Yeah they make em in plastic fantastic. I prefer traditional handles for a better grip. I like my guns that way too.... steel and wood.


----------



## Piratesailor (Nov 9, 2012)

On knives and the public... have you seen this stupidity?

https://www.breitbart.com/europe/20...knives-should-be-illegal-says-church-england/


----------



## The Tourist (Jun 9, 2016)

Piratesailor said:


> On knives and the public... have you seen this stupidity?


Not that exact article, but I do know that England has been warring against cutlery for years. To show you how ridiculous this is, I never know just exactly how many folders I'm carrying until I dump out my jacket.

Folders come in differing sizes with blade shapes for a myriad of uses. For a country to deprive its entire citizenry of common tools is not only foolhardy but a snub to its very "subjects."

And that's the issue. The USA has citizens, England rules it's subjects...


----------



## The Tourist (Jun 9, 2016)

We finally bought some decent batteries and now I can take a picture of my CRKT actual Mah Lanny assisted opening folder. It was one heartbreak after another getting the bevel to be as sharp as I like them. To get the edge useful I had to ink the blade to find *all three* of the edge's bevels. I was hoping the folder would be beautiful and sharp. Well, maybe "sharp" with another polishing...


----------



## jeffh (Apr 6, 2020)

Provided information.
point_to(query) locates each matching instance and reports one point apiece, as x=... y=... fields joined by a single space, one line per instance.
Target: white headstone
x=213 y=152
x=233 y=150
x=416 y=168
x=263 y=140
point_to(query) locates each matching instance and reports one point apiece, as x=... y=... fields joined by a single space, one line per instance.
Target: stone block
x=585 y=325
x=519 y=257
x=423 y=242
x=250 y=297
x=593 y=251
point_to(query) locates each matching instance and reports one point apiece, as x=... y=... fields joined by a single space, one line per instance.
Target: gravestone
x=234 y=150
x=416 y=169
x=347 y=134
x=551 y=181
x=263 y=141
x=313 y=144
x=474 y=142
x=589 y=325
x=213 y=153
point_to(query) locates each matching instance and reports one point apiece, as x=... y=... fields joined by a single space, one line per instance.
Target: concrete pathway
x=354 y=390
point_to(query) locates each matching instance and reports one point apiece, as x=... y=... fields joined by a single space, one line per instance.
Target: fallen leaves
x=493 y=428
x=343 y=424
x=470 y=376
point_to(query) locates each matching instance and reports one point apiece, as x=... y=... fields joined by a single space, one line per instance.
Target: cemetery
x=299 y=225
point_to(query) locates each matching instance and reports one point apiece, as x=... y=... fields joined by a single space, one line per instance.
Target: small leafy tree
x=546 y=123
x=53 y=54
* * *
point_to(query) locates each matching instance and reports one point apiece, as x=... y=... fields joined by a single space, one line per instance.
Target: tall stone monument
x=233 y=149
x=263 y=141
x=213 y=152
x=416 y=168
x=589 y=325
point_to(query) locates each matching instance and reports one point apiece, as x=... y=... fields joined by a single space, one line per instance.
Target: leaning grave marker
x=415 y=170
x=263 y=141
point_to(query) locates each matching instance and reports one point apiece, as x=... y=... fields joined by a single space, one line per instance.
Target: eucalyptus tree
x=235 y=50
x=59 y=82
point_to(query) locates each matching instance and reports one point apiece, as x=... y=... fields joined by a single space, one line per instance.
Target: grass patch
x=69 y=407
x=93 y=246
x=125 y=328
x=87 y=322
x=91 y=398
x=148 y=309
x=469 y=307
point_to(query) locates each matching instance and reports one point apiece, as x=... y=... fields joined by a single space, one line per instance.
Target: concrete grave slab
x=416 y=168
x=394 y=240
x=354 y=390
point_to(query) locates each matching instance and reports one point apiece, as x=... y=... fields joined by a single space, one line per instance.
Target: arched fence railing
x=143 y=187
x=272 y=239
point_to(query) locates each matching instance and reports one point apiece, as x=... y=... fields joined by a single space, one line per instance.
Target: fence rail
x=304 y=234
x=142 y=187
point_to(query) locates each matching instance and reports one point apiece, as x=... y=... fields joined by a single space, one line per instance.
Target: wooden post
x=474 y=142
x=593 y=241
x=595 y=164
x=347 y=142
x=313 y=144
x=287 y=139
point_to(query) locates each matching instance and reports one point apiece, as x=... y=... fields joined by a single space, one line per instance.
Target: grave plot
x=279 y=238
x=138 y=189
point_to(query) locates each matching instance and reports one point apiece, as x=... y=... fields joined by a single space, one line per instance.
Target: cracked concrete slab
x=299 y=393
---
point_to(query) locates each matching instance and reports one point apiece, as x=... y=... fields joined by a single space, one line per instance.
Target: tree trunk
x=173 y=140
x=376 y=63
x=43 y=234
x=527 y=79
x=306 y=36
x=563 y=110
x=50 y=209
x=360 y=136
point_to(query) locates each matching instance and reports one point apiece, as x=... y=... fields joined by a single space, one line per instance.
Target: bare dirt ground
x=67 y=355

Required tasks.
a: In the knife forum thread, list every poster name that appears in a header line, each with the date shown beside it, in the order they appear.
b: Answer these from the knife forum thread:
(i) What two materials does the first post say its writer likes guns made of?
(ii) What did The Tourist ink the blade of the CRKT folder to find?
(iii) What does The Tourist say the USA has, in contrast to England?
c: Write the next part of the knife forum thread, picking up right after its last line.

Answers for the exercise.
a:
Piratesailor (Nov 9, 2012)
The Tourist (Jun 9, 2016)
The Tourist (Jun 9, 2016)
jeffh (Apr 6, 2020)

b:
(i) Steel and wood.
(ii) All three of the edge's bevels.
(iii) Citizens.

c:
The Tourist said:


> We finally bought some decent batteries and now I can take a picture of my CRKT actual Mah Lanny assisted opening folder. It was one heartbreak after another getting the bevel to be as sharp as I like them. To get the edge useful I had to ink the blade to find *all three* of the edge's bevels. I was hoping the folder would be beautiful and sharp. Well, maybe "sharp" with another polishing...
> 
> View attachment 113654


Nice knife. I have not seen your thread starting post before. Nice collection of Kalashnikov knives.


----------



## The Tourist (Jun 9, 2016)

*Nice knife. I have not seen your thread starting post before. Nice collection of Kalashnikov knives.*

Well, if I see a knife I like--even if it was made in Poland--I'd give the tool a slick sharpening and eliminate the scratches and dings.

What I would really like to see is a traditional switchblade handle that fires a Bowie Knife shaped blade. I'm getting tired at looking at the traditional stiletto dagger blade. If you guys ever see such an animal, drop me a line...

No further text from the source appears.